→ **Excerpt provided**
The 4,4L has no filter in it, i've worked out why there has been no change in condition.
As it was a small tank I was doing water changes everyday (diluting the protozin) which meant Audi was not getting the full effect. I'm going to put Audi into the 72L tank with Quattro and remove the carbon and zeolite sponge from the filter. Then get the prime and start treatment.
You should consider the possibility that a 4.4 litre wont have the o2 replenishing rate needed for healing though. 4.4 litres is so small it would adversely affect the metabolic rate of almost any species of fish living in it. You can never account for sheer luck, but on average a 4.4 litre is too small for probably 95% or more cases where fish need treatment and recovery to happen successfully. Add to that that formalins and organic dyes drop the o2 level a fish can absorb and its also the reason that not only do many fish fail to recover in them, but actually suffocate under treatment. The key to successful medication protocols is a low relative stocking level, primarily because of gaseous availability for the sustenance of a decent level of metabolic rate and cellular replacement is essential.

→ **Required tasks**
A) Output the part of the fish-treatment post starting at "You should consider" and ending at "replacement is essential.".
B) How would this sentence from the fish-treatment post read in Spanish: "4.4 litres is so small it would adversely affect the metabolic rate of almost any species of fish living in it."?
The listing that comes after this post plays no part in any of this.

→ **Information provided**
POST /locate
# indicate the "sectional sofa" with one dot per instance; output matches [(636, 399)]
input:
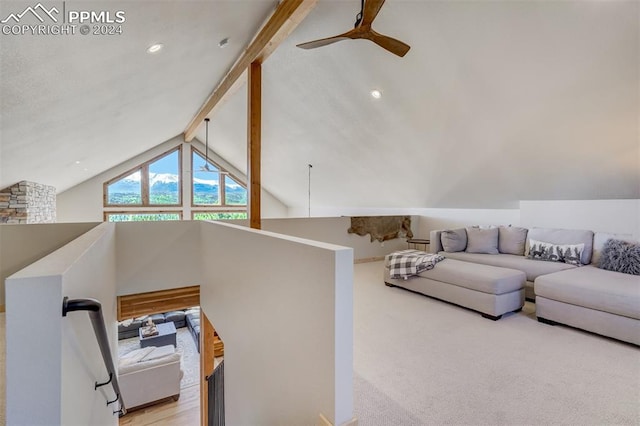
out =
[(561, 270)]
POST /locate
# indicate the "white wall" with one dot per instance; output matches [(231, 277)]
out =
[(283, 305), (433, 219), (612, 216), (286, 321), (158, 255), (22, 245), (53, 362), (334, 230), (84, 202)]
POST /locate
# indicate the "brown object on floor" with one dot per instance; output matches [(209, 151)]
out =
[(381, 228)]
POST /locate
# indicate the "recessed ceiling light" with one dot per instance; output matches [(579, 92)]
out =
[(155, 48)]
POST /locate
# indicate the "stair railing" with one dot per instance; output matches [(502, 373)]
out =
[(94, 309)]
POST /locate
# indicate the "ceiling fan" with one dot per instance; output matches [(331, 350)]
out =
[(206, 167), (362, 29)]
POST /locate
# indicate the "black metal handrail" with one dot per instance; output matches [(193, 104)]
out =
[(94, 308)]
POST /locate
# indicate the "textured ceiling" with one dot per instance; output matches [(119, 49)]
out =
[(496, 101)]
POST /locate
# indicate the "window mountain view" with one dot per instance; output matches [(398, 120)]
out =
[(164, 189)]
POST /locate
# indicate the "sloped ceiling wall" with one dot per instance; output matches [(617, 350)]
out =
[(496, 102)]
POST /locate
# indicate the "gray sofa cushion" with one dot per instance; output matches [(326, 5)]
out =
[(512, 240), (600, 238), (532, 268), (564, 236), (593, 288), (453, 240), (482, 240), (621, 256), (483, 278)]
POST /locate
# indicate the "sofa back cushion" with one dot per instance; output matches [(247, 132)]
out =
[(512, 240), (621, 256), (599, 238), (453, 240), (482, 240), (563, 236)]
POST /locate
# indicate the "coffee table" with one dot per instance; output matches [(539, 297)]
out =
[(166, 336)]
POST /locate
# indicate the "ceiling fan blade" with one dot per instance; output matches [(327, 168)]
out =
[(371, 9), (323, 41), (389, 43)]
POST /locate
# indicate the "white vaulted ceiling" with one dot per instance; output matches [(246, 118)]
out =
[(496, 101)]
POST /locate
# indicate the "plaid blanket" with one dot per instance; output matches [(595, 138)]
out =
[(405, 263)]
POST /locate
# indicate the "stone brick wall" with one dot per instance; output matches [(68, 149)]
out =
[(28, 202)]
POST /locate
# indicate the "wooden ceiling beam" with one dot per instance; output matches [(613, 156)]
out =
[(282, 22)]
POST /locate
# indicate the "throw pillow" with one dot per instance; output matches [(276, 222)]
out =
[(621, 256), (482, 240), (453, 240), (566, 253), (512, 240)]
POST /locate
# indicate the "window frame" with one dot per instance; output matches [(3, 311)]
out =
[(222, 175), (106, 214), (195, 212), (144, 182)]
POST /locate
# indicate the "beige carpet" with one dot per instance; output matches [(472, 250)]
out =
[(420, 361)]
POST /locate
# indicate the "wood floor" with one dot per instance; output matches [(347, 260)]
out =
[(184, 412)]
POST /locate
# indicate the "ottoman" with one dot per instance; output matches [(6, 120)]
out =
[(490, 290)]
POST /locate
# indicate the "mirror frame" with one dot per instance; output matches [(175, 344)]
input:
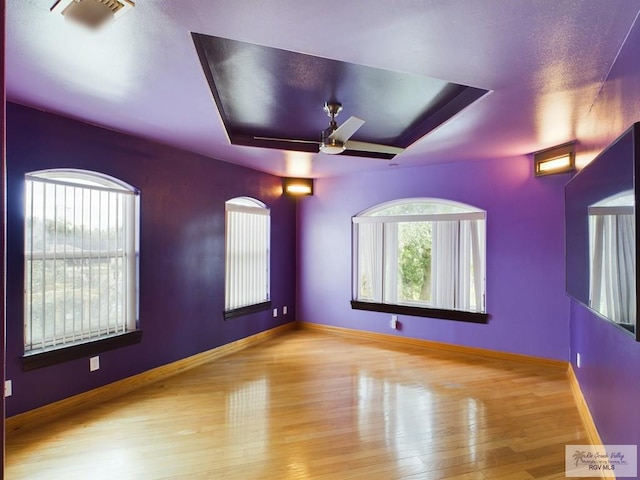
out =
[(614, 170)]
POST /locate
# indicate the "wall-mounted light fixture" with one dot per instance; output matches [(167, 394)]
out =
[(92, 13), (297, 186), (560, 159)]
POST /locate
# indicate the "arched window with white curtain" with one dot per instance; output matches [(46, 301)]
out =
[(612, 285), (420, 252)]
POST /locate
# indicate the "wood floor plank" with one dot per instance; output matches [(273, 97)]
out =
[(309, 405)]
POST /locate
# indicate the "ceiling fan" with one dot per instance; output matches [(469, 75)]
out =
[(336, 139)]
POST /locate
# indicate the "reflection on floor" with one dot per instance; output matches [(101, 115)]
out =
[(311, 405)]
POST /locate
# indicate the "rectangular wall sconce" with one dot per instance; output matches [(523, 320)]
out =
[(297, 187), (92, 13), (560, 159)]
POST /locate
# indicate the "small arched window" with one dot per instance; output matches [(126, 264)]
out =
[(247, 241), (81, 244), (420, 252)]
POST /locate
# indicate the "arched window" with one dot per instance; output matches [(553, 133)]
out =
[(420, 252), (247, 256), (81, 243)]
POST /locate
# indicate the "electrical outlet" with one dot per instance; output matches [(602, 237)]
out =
[(94, 363)]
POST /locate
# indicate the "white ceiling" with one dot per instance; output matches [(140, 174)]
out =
[(544, 61)]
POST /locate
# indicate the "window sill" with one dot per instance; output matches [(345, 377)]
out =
[(456, 315), (45, 358), (238, 312)]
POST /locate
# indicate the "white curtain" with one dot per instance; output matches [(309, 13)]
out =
[(613, 267), (445, 249), (391, 247), (471, 267), (370, 277), (457, 266)]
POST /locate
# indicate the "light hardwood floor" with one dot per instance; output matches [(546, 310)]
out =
[(311, 405)]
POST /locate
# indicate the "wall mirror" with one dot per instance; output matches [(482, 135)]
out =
[(602, 232)]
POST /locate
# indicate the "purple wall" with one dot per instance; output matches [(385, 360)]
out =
[(2, 236), (525, 264), (530, 313), (181, 249), (610, 359)]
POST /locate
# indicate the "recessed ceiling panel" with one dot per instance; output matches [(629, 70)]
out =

→ **Exercise answers**
A)
You should consider the possibility that a 4.4 litre wont have the o2 replenishing rate needed for healing though. 4.4 litres is so small it would adversely affect the metabolic rate of almost any species of fish living in it. You can never account for sheer luck, but on average a 4.4 litre is too small for probably 95% or more cases where fish need treatment and recovery to happen successfully. Add to that that formalins and organic dyes drop the o2 level a fish can absorb and its also the reason that not only do many fish fail to recover in them, but actually suffocate under treatment. The key to successful medication protocols is a low relative stocking level, primarily because of gaseous availability for the sustenance of a decent level of metabolic rate and cellular replacement is essential.

B) 4,4 litros es tan poco que afectaría negativamente la tasa metabólica de casi cualquier especie de pez que viva en él.